TEXT EXCERPT
......

Explaining what his game plan was on bowling on the wicket here, which was two-paced and had variable bounce too, Avesh said, “My gameplan is that when we bat first, I always ask our batsmen about how the wicket is playing-whether it’s flat, two-paced or slow. Ishan (Kishan) told me that it’s better that I bowl a ‘hard length’ on this wicket, since some balls are bouncing well, some are keeping a bit low, and some are stopping and coming on to the bat. When our innings got out, my plan was to target the stumps, and bowl a good ‘hard length,’ which I usually do, consistently.”
Unlike Bhuveshwar Kumar, who relies on swing and seam, or Harshal Patel, who foxes batsmen by employing his variations, Avesh’s strength is the pace and bounce that he can generate, which, as was evident on Friday night, can rattle the position batsmen. “See, taking wickets is not in my hands. I always focus on the process, on how I can bowl well. Like, I performed well today, so I will watch my videos with our coaches and try to bowl as well as I can, as there’s always a margin of improvement in your performance. You’ve to look to improve in every game. ”

......

SET TASK 1
From the passage on Avesh's bowling, answer:
(a) What length did Ishan Kishan advise Avesh to bowl on this wicket?
(b) What does Bhuveshwar Kumar rely on?
(c) What will Avesh watch with the coaches?

DATA
......

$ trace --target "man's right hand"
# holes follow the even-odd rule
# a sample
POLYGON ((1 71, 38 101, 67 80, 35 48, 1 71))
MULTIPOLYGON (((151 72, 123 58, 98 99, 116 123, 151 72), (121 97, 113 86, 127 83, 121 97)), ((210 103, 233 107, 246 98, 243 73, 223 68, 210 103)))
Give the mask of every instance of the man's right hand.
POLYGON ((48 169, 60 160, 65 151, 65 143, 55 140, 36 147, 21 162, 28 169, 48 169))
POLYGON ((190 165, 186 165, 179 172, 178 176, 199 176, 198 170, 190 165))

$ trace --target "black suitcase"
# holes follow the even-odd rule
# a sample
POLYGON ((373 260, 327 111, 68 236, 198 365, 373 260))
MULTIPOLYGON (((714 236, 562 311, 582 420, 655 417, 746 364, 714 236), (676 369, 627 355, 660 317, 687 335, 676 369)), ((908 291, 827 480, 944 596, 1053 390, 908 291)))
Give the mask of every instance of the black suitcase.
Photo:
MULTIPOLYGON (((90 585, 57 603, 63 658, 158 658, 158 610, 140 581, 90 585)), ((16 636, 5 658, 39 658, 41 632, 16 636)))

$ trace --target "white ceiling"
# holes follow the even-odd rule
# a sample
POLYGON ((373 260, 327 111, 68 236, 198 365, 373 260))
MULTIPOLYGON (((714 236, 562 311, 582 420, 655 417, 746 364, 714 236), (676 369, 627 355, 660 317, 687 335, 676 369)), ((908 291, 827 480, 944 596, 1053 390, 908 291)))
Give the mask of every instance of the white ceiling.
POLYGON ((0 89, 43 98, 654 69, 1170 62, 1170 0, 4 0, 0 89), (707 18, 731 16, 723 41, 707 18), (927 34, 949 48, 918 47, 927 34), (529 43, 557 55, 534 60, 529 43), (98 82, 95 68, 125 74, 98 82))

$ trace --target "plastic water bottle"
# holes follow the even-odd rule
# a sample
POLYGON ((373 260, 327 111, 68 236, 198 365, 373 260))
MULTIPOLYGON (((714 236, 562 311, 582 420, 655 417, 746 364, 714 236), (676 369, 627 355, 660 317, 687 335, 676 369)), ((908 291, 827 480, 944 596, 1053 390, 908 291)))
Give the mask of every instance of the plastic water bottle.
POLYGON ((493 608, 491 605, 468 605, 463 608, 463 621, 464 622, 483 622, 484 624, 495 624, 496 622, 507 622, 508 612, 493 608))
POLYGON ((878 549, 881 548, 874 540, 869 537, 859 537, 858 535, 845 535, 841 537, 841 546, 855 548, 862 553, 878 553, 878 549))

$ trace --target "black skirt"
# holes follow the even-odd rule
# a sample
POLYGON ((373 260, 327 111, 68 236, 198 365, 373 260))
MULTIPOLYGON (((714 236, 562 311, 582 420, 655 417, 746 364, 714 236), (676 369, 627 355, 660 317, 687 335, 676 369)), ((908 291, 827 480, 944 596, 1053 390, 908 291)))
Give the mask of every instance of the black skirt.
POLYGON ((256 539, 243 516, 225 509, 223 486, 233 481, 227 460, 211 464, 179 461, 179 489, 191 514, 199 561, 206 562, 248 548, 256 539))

......

SET TASK 2
Rewrite the listing from its start through the line that contains "MULTIPOLYGON (((151 72, 123", replacing "even-odd" with "nonzero" and keeping everything else the same. Output only those lines.

WRITTEN SOLUTION 1
(a) A "hard length."
(b) Swing and seam.
(c) His videos.

WRITTEN SOLUTION 2
$ trace --target "man's right hand"
# holes follow the nonzero rule
# a sample
POLYGON ((1 71, 38 101, 67 80, 35 48, 1 71))
MULTIPOLYGON (((151 72, 123 58, 98 99, 116 123, 151 72), (121 97, 113 86, 127 83, 121 97)), ((210 103, 233 107, 246 98, 243 73, 223 68, 210 103)))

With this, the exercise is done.